═══ EXTRACTED ENTRIES ═══

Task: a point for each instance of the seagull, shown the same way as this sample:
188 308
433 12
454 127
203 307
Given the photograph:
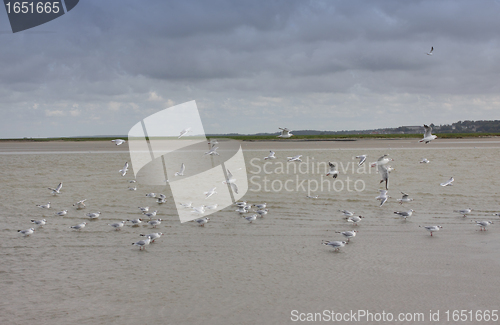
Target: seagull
184 132
347 213
428 137
39 223
181 171
231 181
294 158
143 243
117 225
202 221
212 151
26 232
251 218
79 226
118 141
56 190
448 183
150 214
354 219
153 236
80 204
333 170
483 224
404 214
154 223
135 222
124 170
383 197
362 159
210 193
46 206
348 234
94 215
335 244
464 211
285 133
404 198
272 155
431 228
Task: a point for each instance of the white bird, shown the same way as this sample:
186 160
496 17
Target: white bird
79 226
333 170
26 232
335 244
154 223
150 214
348 234
294 158
39 223
432 229
362 159
181 171
56 190
45 206
250 218
404 198
354 219
404 214
231 181
212 151
464 211
347 213
483 224
80 204
94 215
210 193
143 243
428 137
117 225
202 221
184 132
383 197
153 236
285 133
124 170
135 222
448 182
118 141
272 155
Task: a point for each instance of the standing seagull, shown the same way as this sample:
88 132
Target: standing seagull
56 190
428 137
118 141
448 182
432 228
285 133
333 170
272 155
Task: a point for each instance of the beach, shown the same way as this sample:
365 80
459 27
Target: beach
271 271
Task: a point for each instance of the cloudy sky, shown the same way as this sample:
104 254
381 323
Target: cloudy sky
251 66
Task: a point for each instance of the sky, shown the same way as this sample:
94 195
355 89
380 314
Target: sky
251 66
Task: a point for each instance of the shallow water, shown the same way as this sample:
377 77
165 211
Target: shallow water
233 272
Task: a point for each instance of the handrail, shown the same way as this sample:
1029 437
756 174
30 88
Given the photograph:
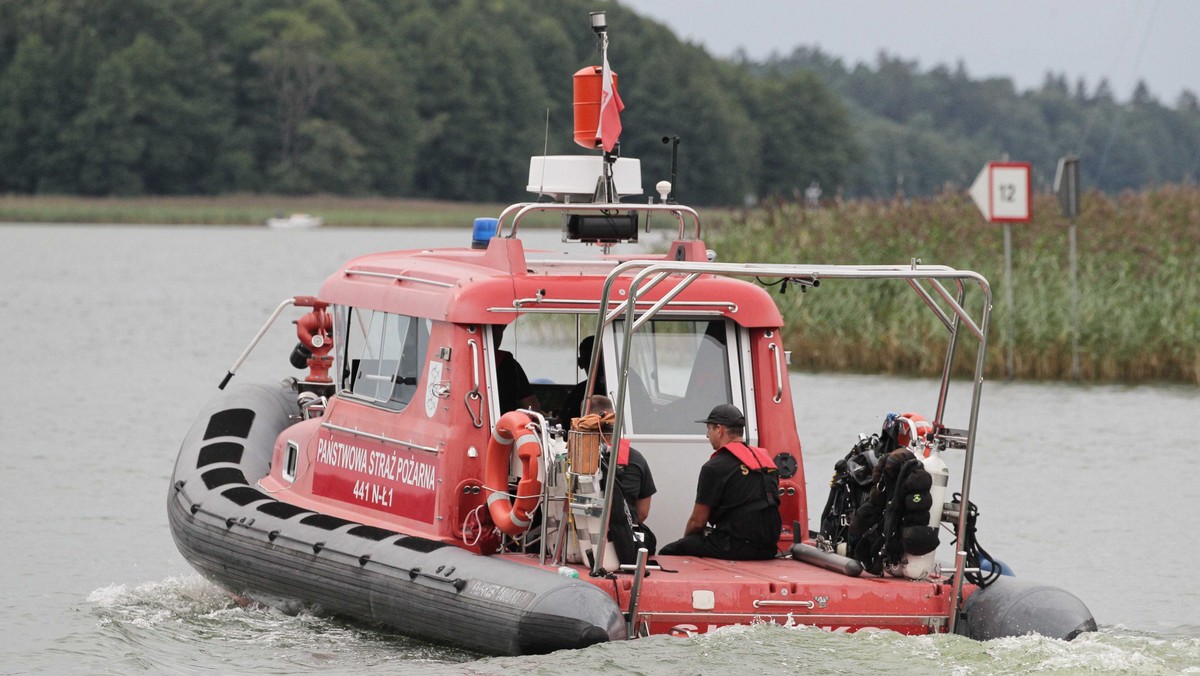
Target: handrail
258 336
525 208
685 273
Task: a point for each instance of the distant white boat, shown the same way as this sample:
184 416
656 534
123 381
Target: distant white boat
295 221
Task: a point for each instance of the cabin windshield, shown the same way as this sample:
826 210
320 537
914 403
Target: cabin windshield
678 371
383 356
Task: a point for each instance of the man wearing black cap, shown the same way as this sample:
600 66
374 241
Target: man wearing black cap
737 492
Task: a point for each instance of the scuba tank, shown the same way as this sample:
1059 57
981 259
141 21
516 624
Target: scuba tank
922 566
895 528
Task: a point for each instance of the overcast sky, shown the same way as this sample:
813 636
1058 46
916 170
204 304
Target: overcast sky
1157 41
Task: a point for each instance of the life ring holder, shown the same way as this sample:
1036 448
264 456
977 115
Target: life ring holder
513 518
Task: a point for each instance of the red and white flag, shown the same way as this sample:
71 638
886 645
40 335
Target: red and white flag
609 129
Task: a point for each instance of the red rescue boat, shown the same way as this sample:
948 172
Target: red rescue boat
389 484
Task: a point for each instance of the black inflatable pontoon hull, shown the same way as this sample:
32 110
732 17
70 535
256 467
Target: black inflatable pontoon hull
1012 606
252 544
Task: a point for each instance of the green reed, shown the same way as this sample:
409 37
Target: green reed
1139 298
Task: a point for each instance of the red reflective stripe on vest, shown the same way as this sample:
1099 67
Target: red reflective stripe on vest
750 455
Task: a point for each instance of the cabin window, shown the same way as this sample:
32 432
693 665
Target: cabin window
384 357
679 370
291 458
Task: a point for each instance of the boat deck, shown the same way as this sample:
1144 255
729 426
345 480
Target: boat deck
690 594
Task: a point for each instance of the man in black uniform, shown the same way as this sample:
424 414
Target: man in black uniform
737 492
633 474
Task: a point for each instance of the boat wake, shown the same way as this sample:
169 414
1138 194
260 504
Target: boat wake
156 621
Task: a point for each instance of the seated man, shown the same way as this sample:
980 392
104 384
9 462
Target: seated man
574 402
513 386
634 477
737 492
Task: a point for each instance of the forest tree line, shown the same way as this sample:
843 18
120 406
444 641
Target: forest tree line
448 99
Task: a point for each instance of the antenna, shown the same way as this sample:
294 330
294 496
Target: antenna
675 160
545 151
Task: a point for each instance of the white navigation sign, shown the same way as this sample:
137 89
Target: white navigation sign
1002 192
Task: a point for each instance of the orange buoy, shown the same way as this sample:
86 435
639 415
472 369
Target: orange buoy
588 90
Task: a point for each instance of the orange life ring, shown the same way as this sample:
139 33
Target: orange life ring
919 422
513 518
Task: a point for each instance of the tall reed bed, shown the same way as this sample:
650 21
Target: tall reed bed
1139 295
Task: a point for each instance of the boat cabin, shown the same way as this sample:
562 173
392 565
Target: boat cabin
418 372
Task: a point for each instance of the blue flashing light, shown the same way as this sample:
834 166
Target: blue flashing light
484 231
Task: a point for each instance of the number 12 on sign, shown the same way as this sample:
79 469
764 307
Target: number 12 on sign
1001 191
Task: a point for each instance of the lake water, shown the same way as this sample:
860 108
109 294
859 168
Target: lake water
114 338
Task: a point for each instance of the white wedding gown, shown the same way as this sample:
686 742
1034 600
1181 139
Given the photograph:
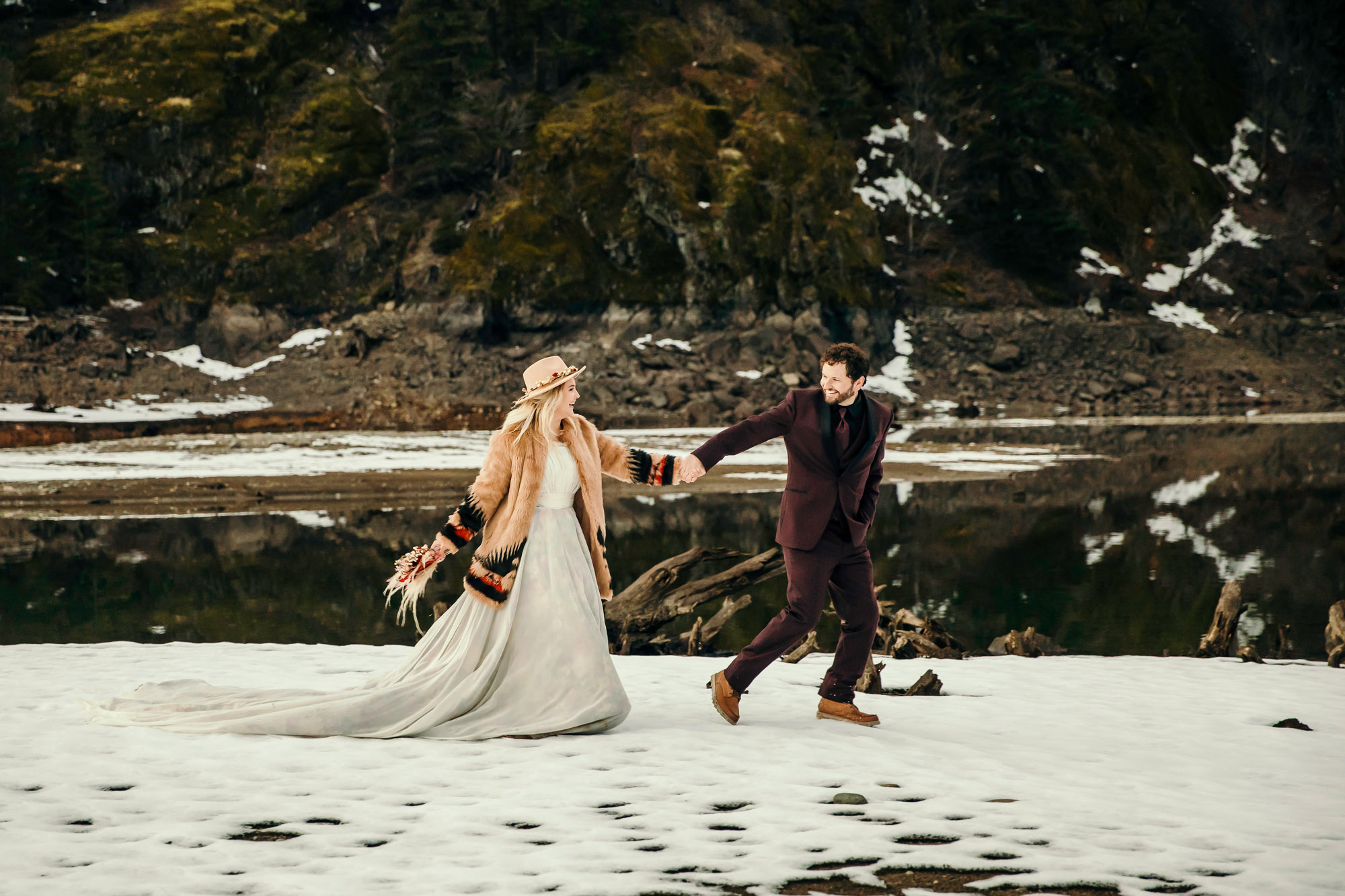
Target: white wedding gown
537 665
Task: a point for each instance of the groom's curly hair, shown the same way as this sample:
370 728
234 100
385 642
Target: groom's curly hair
855 358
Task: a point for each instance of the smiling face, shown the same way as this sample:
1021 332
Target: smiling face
566 407
837 386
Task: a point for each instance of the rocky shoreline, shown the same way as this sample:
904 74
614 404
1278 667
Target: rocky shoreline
428 366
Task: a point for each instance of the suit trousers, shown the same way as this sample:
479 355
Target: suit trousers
847 571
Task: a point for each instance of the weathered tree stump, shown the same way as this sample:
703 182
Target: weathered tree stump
1222 638
1336 634
715 623
1285 642
871 682
662 594
1026 643
808 646
693 638
927 685
1249 655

═══

In full and without changes, repeat the listing above, but not its pictures.

Task: a point for each instance of the seagull, shown the same way as this sample:
188 308
433 12
454 127
203 307
Given the photograph:
Target: seagull
184 132
347 213
428 137
39 223
181 171
231 181
294 158
143 243
117 225
202 221
212 151
26 232
251 218
79 226
118 141
56 190
448 183
150 214
354 219
153 236
80 204
333 170
483 224
404 214
154 223
135 222
124 170
383 197
362 159
210 193
46 206
348 234
94 215
335 244
464 211
285 133
404 198
272 155
431 228
Task: a point for each instance of the white bird, shown the same way as this sample:
186 160
496 17
Target: white bird
79 226
333 170
26 232
335 244
154 223
150 214
348 234
294 158
39 223
432 229
362 159
181 171
56 190
45 206
250 218
404 198
354 219
404 214
231 181
212 151
464 211
347 213
483 224
80 204
94 215
210 193
143 243
428 137
117 225
202 221
184 132
383 197
153 236
285 133
124 170
135 222
448 182
118 141
272 155
Task: a point for each instance of the standing seagull, shown the same way as this sample:
88 132
Target: standing seagull
56 190
428 137
118 141
448 182
432 228
285 133
333 170
272 155
Task: a point for each instance of the beach, shown the same way as this sample:
365 80
459 27
Target: beach
271 271
Task: a point for each instance of the cloudy sky, shown the same way as this sample:
104 254
381 323
Target: cloudy sky
251 66
Task: a point for each instance of the sky, shown the same way as this sample:
94 195
355 89
380 314
Target: sky
251 66
Task: a point for each instance of the shallow water, shown the same way as this sample:
377 77
165 211
Target: shallow water
233 272
Task: a point for each instance of the handrail, shown the same way as this sample:
1029 437
756 174
30 88
Given the photograph:
Target: handrail
258 336
525 208
685 273
Task: a point for each instance of the distant white boat, shown the same way as this sample:
184 416
656 534
123 381
Target: distant white boat
295 221
Task: a point for each instance of the cabin windshield, shown the same way as this sample:
826 210
320 537
914 403
Target: cabin windshield
678 371
383 356
Task: a point for each instance of the man wearing black cap, shown the same way as this sample:
600 66
374 241
Target: man wearing black cap
737 492
Task: a point for each instance of the scuba tank, shown the same way as this sample:
1059 57
981 259
141 21
516 624
Target: scuba tank
922 566
895 528
Task: a point for each instance of the overcast sky, shown the same way as this sample:
813 636
1058 46
916 170
204 304
Target: overcast sky
1157 41
Task: a point for each instance of the life ring holder, shown the same way as this sample:
1036 448
264 456
977 115
Target: life ring holder
513 518
Task: a point for each instance of the red and white flag, shown the same way as this sample:
71 638
886 645
40 335
Target: red and white flag
609 129
Task: a point for each instance of the red rescue boat, shown the same way as this sample:
948 172
Target: red rescue boat
389 484
Task: a point for each instance of the black inflatable pontoon hull, shown the same way as this sample:
32 110
732 17
70 535
256 467
Target: black inflatable pontoon hull
1012 606
252 544
Task: a point for each instance of the green reed, shown the same way as this sample:
409 37
Target: green reed
1139 298
Task: a point for each instance of the red reflective stripe on vest, shown the same way as this sample:
1099 67
Target: red reflective stripe on vest
750 455
Task: a point for each instance of the cabin window, shown the same way as this sample:
32 432
693 665
Target: cabin window
384 357
679 370
291 458
Task: a point for each instance of the boat deck, shown the same way as this sample:
1144 255
729 426
345 480
Target: boat deck
690 594
Task: a point for each instance of the man in black uniform, shown the same way as this sample:
424 414
Target: man in black uniform
737 492
633 474
Task: a point for each instance of the boat wake, shown the same way as this sample:
169 414
1138 194
260 504
Target: boat wake
156 621
Task: a point for each instance of the seated man, shown the same way as this sample:
980 392
104 384
9 462
Target: seated man
574 402
513 386
634 477
737 492
Task: a point for each instance of the forest tree line, shown the same way as this sample:
843 18
120 406
444 641
Target: forest tree line
448 99
Task: a point for each instance of the antenna, shown the same way as this sample:
294 330
294 496
Target: antenna
675 160
545 151
Task: a point for each instance of the white navigation sign, shown the same way as this sample:
137 89
Target: white navigation sign
1002 192
Task: a point for each instance of the orange buoy, shown the same way as this sample:
86 435
639 415
472 369
Target: orange buoy
588 90
Task: a point for each instance of the orange life ring, shown the same way as this sample:
139 33
Target: orange life ring
919 422
513 518
Task: a point for each instance of the tall reed bed, shown the same way as this sample:
650 21
Target: tall reed bed
1139 295
Task: a point for each instance of the boat cabin, shown the same way as this sample:
562 173
392 565
Target: boat cabin
418 372
Task: a point for each instance of the blue flashing light, shown the same way as this sample:
834 166
Target: blue flashing light
484 231
Task: a point for each instance of the number 12 on sign, shown the same way as this sample:
79 469
764 307
Target: number 12 on sign
1001 191
Task: a point for each instance of the lake water, shown the same way as this sample:
860 108
109 294
859 168
Target: lake water
114 338
Task: a point for each instance of the white wedding gown, shown the same way as this sample:
686 742
1034 600
1181 139
Given the photograph:
Target: white wedding gown
537 665
Task: a point for each instance of the groom's curly hair, shown the same way as this sample:
370 728
234 100
385 642
Target: groom's curly hair
855 358
Task: a point for each instance of the smiling face, shown the same way as this sample:
1021 332
Target: smiling face
566 407
837 386
Task: a point for each instance of the rocky shoreline, shown the same way as this sample:
904 74
614 404
1278 667
Target: rocky shoreline
428 366
Task: a point for each instance of the suit trousers, shown the same way as this sample:
479 355
Target: suit trousers
847 571
Task: a point for each instance of the weathered tree stump, shown the same way as this sample:
703 182
Target: weathered tree stump
1222 638
1336 634
715 623
1285 642
871 682
662 594
1026 643
808 646
693 638
927 685
1249 655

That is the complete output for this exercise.